■ **Directive**:
Carry on the piece about the Japanese film company ATG from its last sentence, in the same style.
═════ Source ═════
Founded in 1961 as a distribution company with its own cinema chain, ATG
played a formative role in establishing a sense of film history amongst
Japanese audiences and filmmakers: They were the first to show classics
by Eisenstein or Welles in the country, not to mention the exciting films
of a new generation of directors that challenged traditional forms of
storytelling: Godard, Cassavetes and Tarkovsky, for instance.
The influence of these groundbreaking works is felt in the
films ATG produced from 1967 onwards, the first being Imamura Shohei’s
amazing docu-fiction “Ningen johatsu” (“A Man Vanishes”):
Since independent Japanese films like Teshigahara Hiroshi’s “Otoshiana”
(“The Pitfall”, 1962) or Mishima Yukio’s baffling, sensual
suicide short “Yukoku” (“The Rite of Love and Death,
1966”) had done quite well on the ATG cinema circuit, the company
decided to mount film production, allowing its directors an unusual amount
of freedom – basically all they had to do was have their project
accepted by the studio’s independent commission and put up half
of the money. This was a welcome opportunity for the young turks of the
so-called “Japanese New Wave”, who were dissatisfied with
the artistic constraints of the rigid studio system dominating Japanese
production.
Many central Japanese films of the era were ATG productions:
Among Oshima Nagisa’s many films for the company are classics like
“Koshikei” (“Death by Hanging”, 1968), a didactic
black comedy about capital punishment or “Gishiki” (“The
Ceremony”, 1971), a devastating account of Japan’s post-war
history disguised as a deadly parody of that beloved Japanese genre staple
– the family saga. Former documentarist Hani Susumu impressed with
“Hatsukoi: jiguko-hen” (“The Inferno of First Love”,
1968), a fascinating, splintered essay on lost innocence and doomed relationships.
═════ Raw data ═════
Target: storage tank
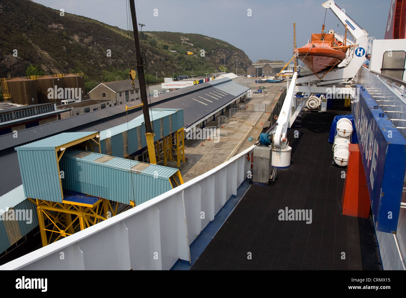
═════
■ **The response**:
The towering achievement of the period remains a rarity: Yoshida Yoshishige’s
epic meditation on the connections between past and present, society and
individual, anarchism and free love which goes under the fitting title
“Erosu purasu Gyakusatsu” (“Eros + Massacre”,
1970).
Indeed in many ways it sums up the central motifs of the
first few years of the ATG output: the films obsessively revolved around
topics like revolution, incest, historical guilt and generational struggle.
And like some of the other ATG films, “Eros + Massacre” dares
to presuppose a great amount of preordained (historical) knowledge from
its audience, which makes it all the more puzzling to the uninitiated,
although there’s no denying its flamboyant visual inventiveness
and complex mise en scène.
The 70s saw a cooling down of the heated political climate
that had fueled early ATG work and 1974 brought the closing down of the
Shinjuku Bunka cinema in Tokyo, the heart of ATG’s chain as well
as the most important meeting point of the Japanese avant-garde movement.
This ultimately led to a more diversified output (for all their differences
in style, ATG’s early films often had a shared tendency towards
the theatrical and academic), including the experimental first features
by multi-talented Terayama Shuji, “Tenshi no kokotsu” (“Ecstasy
of the Angels”, 1972), an anarchic explosion helmed by pink picture
master Wakamatsu Koji, “Matatabi” (“The Wanderers”,
1973), a very personal anti-samurai-film (and satirical answer to the
then-current yakuza hype) by Ichikawa Kon, not to mention Hasagawe Kazuhiko’s
debut, the masterpiece “Seishun no satsujinsha” (“Young
Murderer”, 1976), a powerful expression of the frustration and nihilism
felt during the period.
Indeed, one of the most notable characteristics of the late
ATG output is the visible willingness to help younger talents, although
some old masters found a home with ATG as well: “Tsigoineruwaizen”
(“Zigeunerweisen”, 1980), Suzuki Seijun’s delirious
comeback, was distributed by ATG and Nakagawa Nobuo returned after a 13-year
absence from filmmaking for his great last film, the singularly stylized,
sparse ghost story “Kaidan – Ikiteiru Koheiji” (“The
Living Koheiji”, 1982). Ishii Sogo and Morita Yohimitsu, for instance,
shot their successful first “commercial” projects for ATG
– “Gyakufunsha kazoku” (“A Crazy Family”,
1984) and “Kazuko Gemu” (“Family Game”, 1983),
respectively; and Itami Juzo’s directing debut “Ososhiki”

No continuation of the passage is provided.